What the exercise asks
Pull out every line in the records below that contains the word "foliage".
-- START OF Data extract --
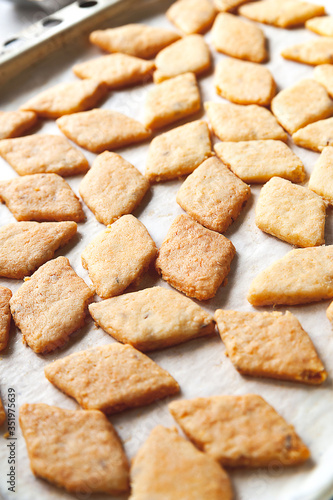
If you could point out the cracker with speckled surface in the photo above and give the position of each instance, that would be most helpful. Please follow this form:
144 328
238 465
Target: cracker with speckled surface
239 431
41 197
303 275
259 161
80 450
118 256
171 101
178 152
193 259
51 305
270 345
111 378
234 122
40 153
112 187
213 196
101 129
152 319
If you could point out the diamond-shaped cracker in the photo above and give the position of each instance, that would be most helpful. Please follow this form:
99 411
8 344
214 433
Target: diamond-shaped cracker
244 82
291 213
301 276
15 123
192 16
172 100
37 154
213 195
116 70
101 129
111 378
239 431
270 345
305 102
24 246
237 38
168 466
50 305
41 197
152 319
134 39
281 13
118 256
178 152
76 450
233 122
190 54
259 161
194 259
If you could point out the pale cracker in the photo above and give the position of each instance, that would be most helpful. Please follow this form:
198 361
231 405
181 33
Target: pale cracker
-- END OF Data extract --
-- START OF Data extract --
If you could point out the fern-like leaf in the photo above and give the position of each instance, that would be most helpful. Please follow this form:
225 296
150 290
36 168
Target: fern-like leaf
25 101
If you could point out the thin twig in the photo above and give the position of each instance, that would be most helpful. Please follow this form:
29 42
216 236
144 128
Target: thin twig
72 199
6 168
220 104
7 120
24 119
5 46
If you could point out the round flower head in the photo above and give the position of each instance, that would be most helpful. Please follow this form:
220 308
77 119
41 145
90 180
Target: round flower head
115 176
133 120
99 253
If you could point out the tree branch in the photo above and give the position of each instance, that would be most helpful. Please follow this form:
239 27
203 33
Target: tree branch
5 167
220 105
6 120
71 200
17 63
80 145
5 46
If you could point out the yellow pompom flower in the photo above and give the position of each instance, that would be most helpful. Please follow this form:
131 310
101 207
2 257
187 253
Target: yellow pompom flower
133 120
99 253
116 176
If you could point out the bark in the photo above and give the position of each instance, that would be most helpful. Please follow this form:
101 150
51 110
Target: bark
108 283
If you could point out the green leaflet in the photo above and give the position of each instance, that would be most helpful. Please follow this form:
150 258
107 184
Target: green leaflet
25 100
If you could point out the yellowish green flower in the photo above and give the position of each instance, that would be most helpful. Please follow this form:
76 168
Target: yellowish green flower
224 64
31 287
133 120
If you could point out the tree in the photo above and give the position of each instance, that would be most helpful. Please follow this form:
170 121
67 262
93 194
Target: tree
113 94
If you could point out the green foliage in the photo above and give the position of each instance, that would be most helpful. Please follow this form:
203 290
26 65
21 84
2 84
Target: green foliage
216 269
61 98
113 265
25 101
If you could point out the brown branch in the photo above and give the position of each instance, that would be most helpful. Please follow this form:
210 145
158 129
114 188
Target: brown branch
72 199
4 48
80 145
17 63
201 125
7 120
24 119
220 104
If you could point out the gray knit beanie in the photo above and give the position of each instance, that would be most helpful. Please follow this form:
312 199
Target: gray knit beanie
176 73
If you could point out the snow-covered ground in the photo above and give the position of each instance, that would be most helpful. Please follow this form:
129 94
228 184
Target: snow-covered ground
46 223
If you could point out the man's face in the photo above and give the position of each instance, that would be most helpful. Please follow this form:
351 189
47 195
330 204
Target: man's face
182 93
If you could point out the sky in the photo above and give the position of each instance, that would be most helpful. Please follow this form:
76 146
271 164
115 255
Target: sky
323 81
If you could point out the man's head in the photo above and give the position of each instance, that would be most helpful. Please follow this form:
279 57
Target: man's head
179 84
-- END OF Data extract --
-- START OF Data extract --
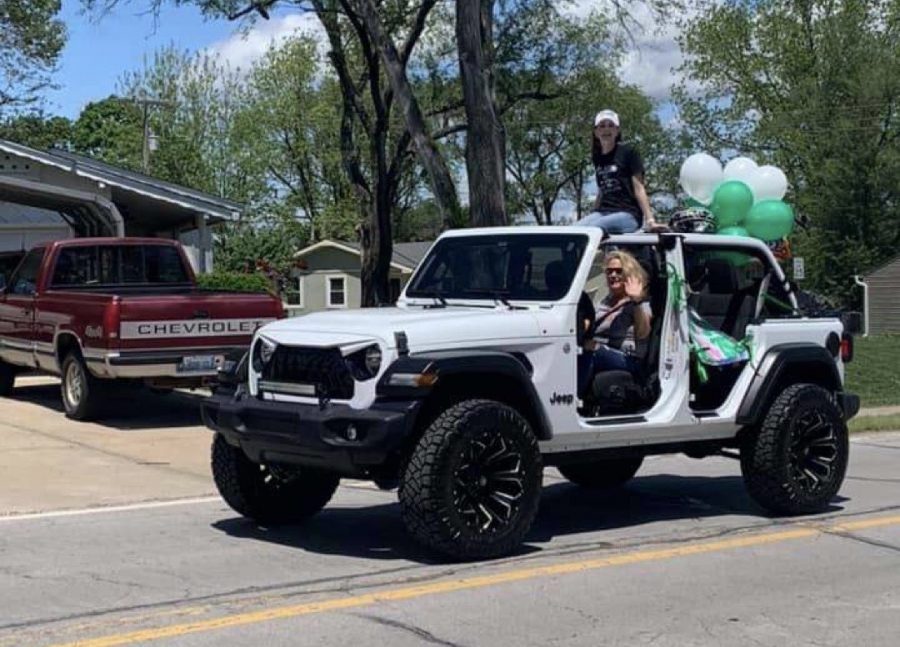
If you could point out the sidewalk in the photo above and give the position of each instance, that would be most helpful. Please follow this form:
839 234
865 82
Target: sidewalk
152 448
-- END OF Data extract --
Answer to this exercise
If you could point out the green foliage in the photo above and give the position of each instance, that would be most helpful. Please follow this form:
Target: green foliage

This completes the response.